== Segment start ==

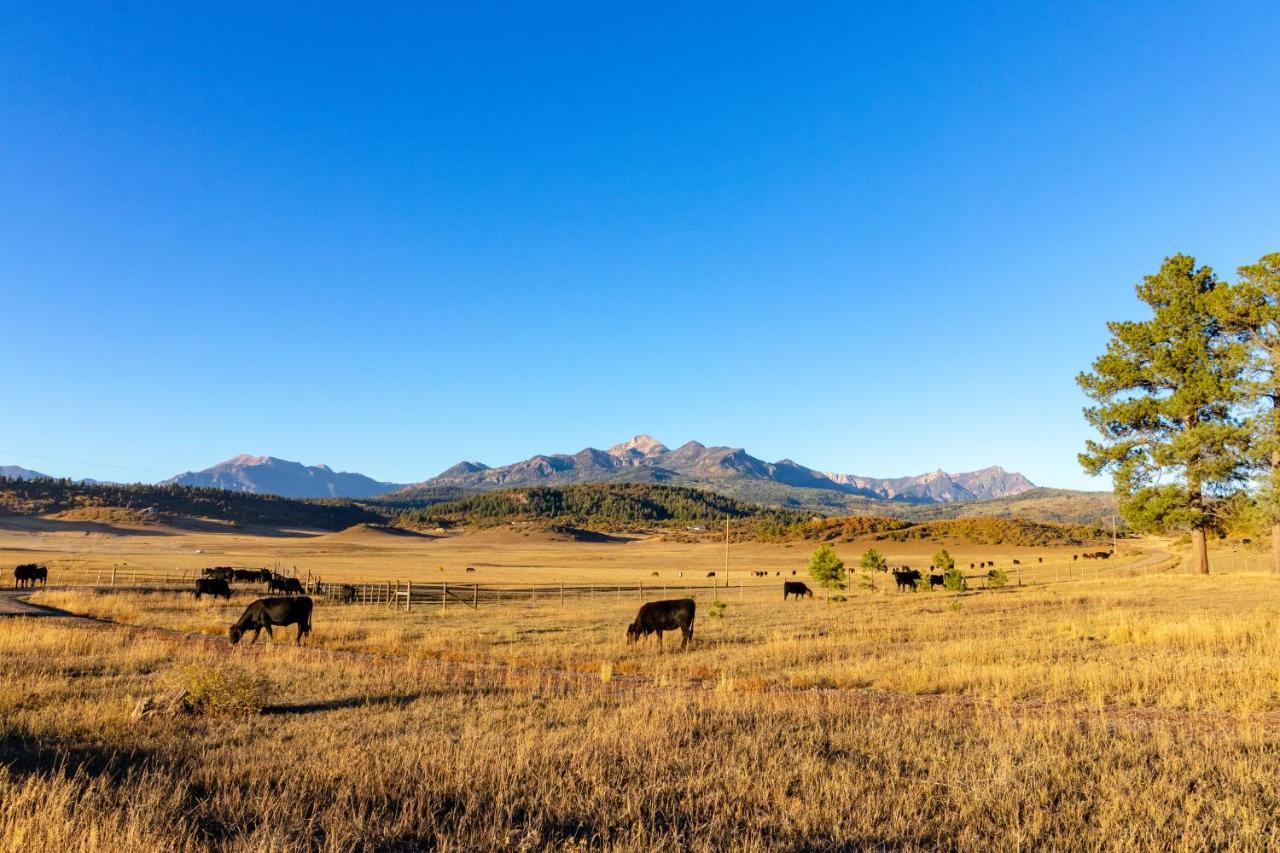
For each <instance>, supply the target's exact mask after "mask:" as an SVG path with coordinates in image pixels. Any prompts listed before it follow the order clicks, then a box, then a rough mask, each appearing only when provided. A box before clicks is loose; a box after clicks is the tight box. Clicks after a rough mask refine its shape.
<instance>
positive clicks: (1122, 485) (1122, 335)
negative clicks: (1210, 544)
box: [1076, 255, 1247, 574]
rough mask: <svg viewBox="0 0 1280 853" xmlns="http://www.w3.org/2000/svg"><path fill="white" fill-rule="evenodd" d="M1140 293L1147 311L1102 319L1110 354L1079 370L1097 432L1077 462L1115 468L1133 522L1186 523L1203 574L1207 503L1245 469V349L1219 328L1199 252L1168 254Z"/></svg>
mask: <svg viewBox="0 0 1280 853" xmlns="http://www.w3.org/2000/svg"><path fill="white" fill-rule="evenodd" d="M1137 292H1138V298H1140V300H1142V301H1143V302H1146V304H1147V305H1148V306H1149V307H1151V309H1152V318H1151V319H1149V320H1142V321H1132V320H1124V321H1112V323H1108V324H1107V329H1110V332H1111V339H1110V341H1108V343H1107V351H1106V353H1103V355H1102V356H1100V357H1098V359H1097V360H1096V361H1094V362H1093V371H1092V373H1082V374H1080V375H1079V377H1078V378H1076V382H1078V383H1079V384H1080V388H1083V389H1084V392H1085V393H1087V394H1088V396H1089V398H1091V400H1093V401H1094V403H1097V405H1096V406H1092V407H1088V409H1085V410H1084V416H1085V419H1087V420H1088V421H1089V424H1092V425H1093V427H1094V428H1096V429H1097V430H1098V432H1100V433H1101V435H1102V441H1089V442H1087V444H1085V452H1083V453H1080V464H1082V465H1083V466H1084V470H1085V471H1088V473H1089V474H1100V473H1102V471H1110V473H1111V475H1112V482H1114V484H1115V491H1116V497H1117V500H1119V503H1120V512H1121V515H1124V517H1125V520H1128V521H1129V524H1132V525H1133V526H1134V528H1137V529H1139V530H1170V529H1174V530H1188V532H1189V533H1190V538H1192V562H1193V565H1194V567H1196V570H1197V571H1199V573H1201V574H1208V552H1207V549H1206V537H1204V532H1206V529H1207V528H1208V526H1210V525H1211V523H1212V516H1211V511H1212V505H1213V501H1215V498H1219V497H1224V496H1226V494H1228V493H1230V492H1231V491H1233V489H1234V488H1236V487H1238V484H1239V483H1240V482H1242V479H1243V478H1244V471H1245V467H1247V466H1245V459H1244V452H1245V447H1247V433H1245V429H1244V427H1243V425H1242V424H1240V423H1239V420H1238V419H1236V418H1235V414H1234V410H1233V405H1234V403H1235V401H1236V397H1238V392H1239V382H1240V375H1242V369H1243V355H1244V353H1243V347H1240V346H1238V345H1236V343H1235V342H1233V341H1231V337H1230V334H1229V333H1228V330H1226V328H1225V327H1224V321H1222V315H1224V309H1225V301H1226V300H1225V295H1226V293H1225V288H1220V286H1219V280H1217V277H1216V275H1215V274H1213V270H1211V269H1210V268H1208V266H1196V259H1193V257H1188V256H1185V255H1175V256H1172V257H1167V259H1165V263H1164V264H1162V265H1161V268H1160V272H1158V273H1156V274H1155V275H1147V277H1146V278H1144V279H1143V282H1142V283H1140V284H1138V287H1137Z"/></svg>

== Segment end ==
== Segment start ==

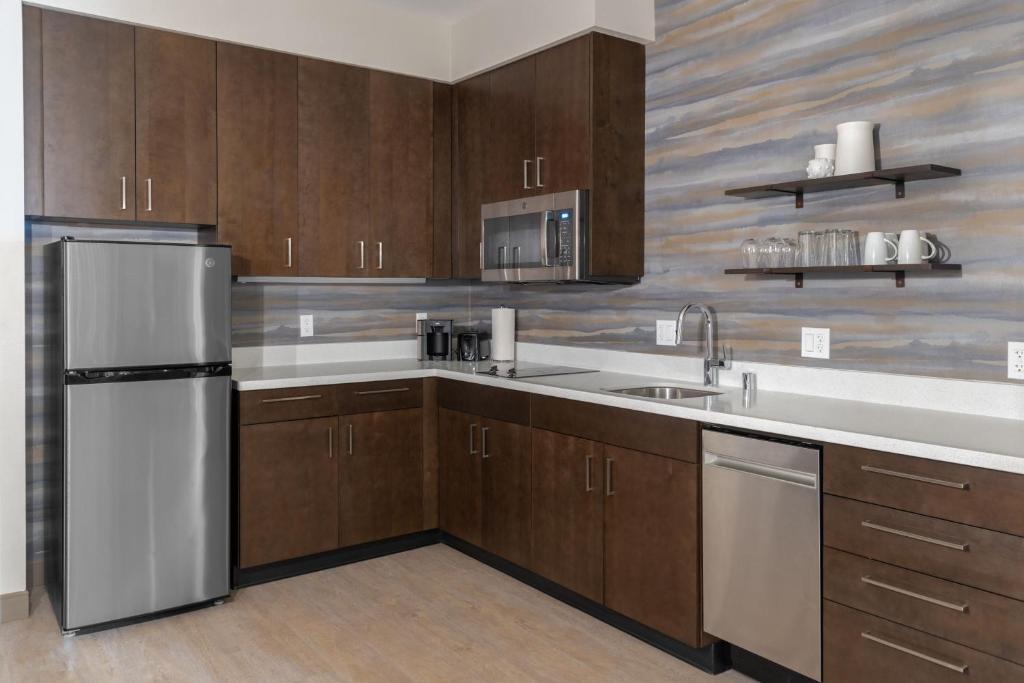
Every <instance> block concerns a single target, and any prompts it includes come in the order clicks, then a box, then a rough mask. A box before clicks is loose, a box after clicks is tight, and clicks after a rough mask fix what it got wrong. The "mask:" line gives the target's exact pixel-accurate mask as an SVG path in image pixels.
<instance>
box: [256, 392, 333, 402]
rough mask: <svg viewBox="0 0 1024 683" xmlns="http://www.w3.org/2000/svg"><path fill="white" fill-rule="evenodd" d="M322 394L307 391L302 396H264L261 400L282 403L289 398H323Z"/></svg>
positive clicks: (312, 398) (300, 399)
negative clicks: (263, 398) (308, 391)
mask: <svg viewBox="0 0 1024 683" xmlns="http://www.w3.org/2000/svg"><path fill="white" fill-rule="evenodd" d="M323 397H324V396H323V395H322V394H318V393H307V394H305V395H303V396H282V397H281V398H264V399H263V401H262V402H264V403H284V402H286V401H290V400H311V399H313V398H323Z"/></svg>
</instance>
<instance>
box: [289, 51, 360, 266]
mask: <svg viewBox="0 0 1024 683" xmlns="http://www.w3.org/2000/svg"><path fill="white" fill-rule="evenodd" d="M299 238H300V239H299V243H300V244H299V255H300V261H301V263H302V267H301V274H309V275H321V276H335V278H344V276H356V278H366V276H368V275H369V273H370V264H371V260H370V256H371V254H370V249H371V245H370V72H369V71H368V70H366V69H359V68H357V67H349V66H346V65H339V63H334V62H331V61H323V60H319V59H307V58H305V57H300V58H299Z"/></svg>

== Segment end ==

Output the stretch of records from the line containing "Every <instance> block" through the line containing "box: [256, 392, 333, 402]" verbatim, and nothing else.

Output below ::
Every <instance> block concerns a single target, and any prompts it includes come in the order clicks, then a box, then a rough mask. A box before clicks is loose, a box after clicks is tight, and clicks after a rough mask fix what it got wrong. The "mask:" line gives the target's exact pixel-accurate mask as an SVG path in image pixels.
<instance>
box: [256, 392, 333, 402]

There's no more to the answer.